→ **Challenge**
Write out the listing below from the line containing "Drop one point on every instance of the autumn" to its last line, unaltered, ends included.

→ **Rows**

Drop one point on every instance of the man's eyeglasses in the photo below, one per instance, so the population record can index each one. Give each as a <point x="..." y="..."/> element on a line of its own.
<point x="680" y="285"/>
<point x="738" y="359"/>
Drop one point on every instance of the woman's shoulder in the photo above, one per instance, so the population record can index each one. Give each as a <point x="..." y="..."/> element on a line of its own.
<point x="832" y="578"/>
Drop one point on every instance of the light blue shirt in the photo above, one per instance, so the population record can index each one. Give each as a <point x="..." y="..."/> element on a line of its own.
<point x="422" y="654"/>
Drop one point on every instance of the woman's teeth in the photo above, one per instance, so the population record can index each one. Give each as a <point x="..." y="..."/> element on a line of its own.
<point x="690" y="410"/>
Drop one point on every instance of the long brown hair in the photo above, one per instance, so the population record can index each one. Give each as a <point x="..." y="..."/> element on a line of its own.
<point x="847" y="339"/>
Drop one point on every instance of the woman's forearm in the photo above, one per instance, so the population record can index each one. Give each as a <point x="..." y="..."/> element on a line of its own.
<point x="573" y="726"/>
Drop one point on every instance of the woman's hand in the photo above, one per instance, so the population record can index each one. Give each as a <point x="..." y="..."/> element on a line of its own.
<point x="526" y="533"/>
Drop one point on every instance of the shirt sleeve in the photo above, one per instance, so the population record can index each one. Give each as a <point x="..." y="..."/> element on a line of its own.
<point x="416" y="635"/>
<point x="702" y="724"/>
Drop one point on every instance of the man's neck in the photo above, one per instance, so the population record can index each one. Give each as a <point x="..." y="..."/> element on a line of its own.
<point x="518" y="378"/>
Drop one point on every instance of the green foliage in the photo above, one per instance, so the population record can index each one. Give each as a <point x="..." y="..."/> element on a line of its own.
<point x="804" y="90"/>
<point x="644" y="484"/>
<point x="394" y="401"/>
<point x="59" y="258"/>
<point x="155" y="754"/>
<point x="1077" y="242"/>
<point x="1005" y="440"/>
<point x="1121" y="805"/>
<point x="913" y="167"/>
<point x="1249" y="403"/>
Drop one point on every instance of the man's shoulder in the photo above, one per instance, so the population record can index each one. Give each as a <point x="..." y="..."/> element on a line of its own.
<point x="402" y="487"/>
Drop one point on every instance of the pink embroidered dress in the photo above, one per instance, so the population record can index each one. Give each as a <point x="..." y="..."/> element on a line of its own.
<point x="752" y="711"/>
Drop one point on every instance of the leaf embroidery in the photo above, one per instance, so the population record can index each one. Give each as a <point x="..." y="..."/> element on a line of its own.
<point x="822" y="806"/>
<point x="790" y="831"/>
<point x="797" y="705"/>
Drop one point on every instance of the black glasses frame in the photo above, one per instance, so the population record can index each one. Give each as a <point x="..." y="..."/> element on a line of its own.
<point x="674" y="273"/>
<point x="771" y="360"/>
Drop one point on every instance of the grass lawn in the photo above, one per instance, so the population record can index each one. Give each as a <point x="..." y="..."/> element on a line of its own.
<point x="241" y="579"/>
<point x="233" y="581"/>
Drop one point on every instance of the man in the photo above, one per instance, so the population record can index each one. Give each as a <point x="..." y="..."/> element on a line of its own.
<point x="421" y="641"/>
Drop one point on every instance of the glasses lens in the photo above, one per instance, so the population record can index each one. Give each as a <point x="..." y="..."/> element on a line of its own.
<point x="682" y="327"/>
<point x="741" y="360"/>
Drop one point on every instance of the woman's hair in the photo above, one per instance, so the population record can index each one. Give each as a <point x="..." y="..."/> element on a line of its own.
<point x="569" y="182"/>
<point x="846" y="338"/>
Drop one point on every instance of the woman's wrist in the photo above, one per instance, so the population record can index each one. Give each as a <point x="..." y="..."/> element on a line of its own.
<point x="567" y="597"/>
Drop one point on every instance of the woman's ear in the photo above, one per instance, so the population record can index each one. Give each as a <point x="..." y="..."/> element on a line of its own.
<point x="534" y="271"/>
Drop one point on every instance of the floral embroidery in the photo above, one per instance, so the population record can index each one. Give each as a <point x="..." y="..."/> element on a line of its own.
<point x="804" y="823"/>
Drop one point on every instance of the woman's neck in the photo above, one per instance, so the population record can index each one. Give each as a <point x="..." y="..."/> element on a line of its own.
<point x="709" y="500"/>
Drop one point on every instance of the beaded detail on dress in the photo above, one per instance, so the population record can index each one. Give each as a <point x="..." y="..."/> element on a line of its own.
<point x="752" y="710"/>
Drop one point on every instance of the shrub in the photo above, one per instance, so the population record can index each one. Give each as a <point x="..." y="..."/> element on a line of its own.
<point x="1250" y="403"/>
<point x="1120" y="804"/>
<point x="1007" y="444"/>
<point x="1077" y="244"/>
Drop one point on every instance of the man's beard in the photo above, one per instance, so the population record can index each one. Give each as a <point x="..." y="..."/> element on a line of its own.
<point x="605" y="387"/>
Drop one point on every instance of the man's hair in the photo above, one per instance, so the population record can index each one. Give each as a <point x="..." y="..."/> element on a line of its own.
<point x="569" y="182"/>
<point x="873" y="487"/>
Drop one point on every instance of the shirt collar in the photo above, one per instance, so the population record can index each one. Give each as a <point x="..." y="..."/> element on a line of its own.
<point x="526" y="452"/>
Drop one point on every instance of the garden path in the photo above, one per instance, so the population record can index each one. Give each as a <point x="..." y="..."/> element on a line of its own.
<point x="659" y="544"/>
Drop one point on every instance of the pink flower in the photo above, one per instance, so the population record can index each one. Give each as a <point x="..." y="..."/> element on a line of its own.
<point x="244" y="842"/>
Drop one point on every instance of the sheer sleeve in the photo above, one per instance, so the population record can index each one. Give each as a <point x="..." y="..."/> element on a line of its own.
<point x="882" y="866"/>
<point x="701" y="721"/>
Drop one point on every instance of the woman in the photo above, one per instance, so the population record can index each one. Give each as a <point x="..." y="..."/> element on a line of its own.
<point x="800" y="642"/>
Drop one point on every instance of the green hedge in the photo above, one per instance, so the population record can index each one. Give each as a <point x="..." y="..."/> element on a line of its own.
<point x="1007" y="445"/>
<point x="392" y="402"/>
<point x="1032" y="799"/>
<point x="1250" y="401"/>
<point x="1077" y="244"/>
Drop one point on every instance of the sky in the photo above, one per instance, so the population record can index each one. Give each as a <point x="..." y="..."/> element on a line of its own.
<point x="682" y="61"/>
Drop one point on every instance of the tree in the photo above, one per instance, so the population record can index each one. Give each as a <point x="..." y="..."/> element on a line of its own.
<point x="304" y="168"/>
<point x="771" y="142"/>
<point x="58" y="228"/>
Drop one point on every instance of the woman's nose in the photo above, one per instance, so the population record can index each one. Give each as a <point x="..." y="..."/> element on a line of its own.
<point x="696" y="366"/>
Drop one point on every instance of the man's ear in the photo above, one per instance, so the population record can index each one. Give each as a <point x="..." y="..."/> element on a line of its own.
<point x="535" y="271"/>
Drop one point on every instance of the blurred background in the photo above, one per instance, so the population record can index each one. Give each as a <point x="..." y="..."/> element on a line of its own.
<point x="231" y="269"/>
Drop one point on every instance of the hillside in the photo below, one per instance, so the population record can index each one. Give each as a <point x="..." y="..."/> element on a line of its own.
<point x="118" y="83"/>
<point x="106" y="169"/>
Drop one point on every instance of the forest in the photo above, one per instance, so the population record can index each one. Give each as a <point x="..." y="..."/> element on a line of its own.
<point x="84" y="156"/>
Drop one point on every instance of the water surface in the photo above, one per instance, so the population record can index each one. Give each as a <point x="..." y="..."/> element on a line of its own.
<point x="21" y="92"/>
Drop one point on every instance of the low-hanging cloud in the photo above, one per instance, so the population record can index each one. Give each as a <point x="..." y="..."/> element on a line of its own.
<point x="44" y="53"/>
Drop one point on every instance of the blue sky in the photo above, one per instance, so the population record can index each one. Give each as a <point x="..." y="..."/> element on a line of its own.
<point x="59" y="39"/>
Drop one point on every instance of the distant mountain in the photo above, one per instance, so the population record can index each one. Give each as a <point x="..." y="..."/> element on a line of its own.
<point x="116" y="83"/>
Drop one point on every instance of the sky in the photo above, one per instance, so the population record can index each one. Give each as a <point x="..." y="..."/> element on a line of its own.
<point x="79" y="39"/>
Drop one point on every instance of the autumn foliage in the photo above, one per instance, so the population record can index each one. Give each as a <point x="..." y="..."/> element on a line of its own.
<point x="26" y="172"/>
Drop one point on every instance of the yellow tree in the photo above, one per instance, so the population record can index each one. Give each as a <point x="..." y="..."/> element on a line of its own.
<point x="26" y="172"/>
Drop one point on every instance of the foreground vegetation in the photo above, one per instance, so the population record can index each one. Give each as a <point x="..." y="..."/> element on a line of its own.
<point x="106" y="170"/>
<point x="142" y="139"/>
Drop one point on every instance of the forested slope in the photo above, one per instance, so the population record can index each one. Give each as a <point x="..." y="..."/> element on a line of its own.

→ **Exercise solution**
Drop one point on every instance of the autumn foliage in the photo above, one per instance, so the population record can index each one. Give each as a <point x="..." y="..."/> element on a line of its own.
<point x="26" y="172"/>
Drop one point on every instance of the yellow tree in the photo above, one per instance, so the population record can index each one. Give each as a <point x="..." y="..."/> element on a line of its own.
<point x="26" y="172"/>
Drop one point on every instance of the foreground vegetation in the photo above, one per instance, so the population record can index each one. Give each as a <point x="..." y="..."/> element on a line of its own.
<point x="106" y="170"/>
<point x="142" y="139"/>
Drop one point on every instance of the forested slope in the photo above, one per instance, so the population record can index each one. Give each as a <point x="..." y="..."/> element on a line of its own.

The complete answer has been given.